About this task
With the records below as your source, retype each line exactly from the top down to the line that contains "Can you see the out-of-focus", and include that line.
▬▬▬▬▬▬
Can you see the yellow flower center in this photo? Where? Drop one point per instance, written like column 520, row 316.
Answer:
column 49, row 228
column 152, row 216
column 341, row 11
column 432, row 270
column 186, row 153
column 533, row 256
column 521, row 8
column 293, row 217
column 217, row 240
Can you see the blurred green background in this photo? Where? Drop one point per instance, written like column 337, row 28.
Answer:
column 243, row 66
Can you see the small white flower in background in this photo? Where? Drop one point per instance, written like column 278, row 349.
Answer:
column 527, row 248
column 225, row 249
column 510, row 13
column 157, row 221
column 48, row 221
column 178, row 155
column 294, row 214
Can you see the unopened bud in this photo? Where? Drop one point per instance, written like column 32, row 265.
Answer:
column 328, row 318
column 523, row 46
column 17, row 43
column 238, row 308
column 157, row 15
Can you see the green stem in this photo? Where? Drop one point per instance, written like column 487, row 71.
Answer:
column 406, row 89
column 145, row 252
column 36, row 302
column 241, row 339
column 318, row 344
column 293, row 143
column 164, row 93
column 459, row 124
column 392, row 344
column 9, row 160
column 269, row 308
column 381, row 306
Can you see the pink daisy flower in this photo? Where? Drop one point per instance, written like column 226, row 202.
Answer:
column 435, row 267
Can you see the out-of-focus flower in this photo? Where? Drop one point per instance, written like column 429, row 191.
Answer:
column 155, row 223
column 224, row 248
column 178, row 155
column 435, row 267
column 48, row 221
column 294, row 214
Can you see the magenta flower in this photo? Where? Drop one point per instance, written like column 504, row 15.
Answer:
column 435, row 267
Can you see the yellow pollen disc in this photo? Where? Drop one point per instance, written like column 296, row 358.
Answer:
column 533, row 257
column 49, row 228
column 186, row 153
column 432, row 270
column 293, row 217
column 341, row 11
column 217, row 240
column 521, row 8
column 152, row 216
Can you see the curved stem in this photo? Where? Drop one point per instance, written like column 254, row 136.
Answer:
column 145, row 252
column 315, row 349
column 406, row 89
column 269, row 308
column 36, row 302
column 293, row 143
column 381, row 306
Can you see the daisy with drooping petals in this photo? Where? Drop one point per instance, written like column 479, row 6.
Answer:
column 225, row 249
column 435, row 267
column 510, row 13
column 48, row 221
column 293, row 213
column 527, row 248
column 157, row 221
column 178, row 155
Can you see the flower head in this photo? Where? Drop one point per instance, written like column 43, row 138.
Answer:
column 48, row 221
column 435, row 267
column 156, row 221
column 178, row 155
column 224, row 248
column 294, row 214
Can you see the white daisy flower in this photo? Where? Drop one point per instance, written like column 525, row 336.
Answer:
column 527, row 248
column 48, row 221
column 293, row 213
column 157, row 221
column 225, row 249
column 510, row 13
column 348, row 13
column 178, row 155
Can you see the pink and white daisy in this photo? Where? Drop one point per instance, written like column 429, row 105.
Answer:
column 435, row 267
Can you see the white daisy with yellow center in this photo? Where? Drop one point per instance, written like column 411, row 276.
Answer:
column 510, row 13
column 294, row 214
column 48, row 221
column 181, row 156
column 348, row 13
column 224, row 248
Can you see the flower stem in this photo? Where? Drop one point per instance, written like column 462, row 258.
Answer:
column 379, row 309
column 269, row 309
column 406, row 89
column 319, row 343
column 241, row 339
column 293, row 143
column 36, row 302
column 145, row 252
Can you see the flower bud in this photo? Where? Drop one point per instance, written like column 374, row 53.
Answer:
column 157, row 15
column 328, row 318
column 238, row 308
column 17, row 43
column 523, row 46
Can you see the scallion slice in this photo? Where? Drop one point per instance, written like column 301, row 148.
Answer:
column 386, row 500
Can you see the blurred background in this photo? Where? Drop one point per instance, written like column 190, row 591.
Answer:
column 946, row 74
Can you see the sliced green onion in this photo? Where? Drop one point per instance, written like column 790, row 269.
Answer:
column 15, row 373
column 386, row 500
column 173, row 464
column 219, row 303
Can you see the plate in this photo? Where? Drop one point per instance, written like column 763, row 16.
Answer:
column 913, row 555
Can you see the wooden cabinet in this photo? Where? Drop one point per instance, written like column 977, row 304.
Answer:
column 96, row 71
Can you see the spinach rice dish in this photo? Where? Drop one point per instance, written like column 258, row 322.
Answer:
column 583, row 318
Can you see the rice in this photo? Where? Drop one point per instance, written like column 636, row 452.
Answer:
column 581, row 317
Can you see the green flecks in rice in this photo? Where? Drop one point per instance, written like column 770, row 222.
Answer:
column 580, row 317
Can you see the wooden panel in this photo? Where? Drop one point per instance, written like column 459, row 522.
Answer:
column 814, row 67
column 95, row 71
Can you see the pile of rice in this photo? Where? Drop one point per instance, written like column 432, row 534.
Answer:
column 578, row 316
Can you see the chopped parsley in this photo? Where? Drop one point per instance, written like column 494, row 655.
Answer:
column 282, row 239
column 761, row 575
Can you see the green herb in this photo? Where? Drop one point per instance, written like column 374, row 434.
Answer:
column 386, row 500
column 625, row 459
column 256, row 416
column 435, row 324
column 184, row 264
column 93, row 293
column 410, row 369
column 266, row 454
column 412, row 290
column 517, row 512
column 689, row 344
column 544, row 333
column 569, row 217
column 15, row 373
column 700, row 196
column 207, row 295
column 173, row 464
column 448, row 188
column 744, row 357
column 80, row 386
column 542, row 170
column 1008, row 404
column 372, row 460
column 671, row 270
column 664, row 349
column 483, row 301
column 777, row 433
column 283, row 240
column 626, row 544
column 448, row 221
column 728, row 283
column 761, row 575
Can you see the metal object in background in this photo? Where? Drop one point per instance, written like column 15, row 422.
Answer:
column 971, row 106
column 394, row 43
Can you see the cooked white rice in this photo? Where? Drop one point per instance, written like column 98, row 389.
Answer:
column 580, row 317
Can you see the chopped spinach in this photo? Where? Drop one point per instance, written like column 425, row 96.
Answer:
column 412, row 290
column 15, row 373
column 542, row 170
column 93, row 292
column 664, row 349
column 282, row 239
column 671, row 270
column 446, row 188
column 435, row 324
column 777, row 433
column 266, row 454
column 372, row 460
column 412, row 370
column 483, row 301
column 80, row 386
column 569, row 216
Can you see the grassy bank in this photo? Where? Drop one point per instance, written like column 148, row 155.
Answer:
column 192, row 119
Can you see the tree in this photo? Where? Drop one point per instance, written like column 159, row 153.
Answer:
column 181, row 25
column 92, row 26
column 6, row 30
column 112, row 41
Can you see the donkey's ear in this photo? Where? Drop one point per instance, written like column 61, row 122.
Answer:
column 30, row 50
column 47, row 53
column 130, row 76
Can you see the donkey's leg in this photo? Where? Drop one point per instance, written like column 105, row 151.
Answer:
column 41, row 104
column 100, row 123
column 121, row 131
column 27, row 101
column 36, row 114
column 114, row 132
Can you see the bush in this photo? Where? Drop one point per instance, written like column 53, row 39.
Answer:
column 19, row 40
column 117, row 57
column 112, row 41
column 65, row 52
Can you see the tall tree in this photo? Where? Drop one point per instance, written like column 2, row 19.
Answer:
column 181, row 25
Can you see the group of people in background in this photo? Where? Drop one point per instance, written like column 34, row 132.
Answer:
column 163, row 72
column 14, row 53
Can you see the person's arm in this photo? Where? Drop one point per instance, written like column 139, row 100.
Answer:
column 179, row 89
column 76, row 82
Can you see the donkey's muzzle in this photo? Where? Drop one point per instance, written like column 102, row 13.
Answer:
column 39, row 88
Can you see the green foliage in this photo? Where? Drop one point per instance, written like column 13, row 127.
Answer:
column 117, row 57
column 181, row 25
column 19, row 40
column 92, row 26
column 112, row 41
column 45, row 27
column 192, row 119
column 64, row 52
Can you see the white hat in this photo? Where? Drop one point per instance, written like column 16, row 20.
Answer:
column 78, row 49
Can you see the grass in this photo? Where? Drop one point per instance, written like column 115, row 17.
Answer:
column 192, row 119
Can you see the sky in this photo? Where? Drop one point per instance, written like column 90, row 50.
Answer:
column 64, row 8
▬▬▬▬▬▬
Answer for the task
Can you see the yellow flower center in this photo? Where? Drop one point per instance, written like column 520, row 316.
Answer:
column 49, row 228
column 152, row 216
column 341, row 11
column 432, row 270
column 186, row 153
column 533, row 256
column 521, row 8
column 293, row 217
column 217, row 240
Can you see the blurred green background in this photo? Where? Drop one point per instance, written like column 337, row 28.
Answer:
column 243, row 66
Can you see the small white flower in background in this photo? Where? Drop one point per instance, written like column 278, row 349.
Answer:
column 527, row 248
column 225, row 249
column 510, row 13
column 157, row 221
column 48, row 221
column 178, row 155
column 294, row 214
Can you see the unopened bud in this photo? Where? Drop one point per instance, written like column 32, row 265.
Answer:
column 328, row 318
column 523, row 46
column 17, row 43
column 238, row 308
column 157, row 15
Can you see the green stem in this photo? Where? Drop one point per instance, written like column 487, row 71.
Answer:
column 406, row 89
column 145, row 252
column 36, row 302
column 241, row 339
column 318, row 344
column 293, row 143
column 164, row 93
column 459, row 124
column 392, row 344
column 9, row 160
column 269, row 308
column 381, row 306
Can you see the pink daisy flower in this photo? Where? Drop one point per instance, written like column 226, row 202.
Answer:
column 435, row 267
Can you see the out-of-focus flower in this photo? Where? Drop one point per instance, written like column 429, row 191.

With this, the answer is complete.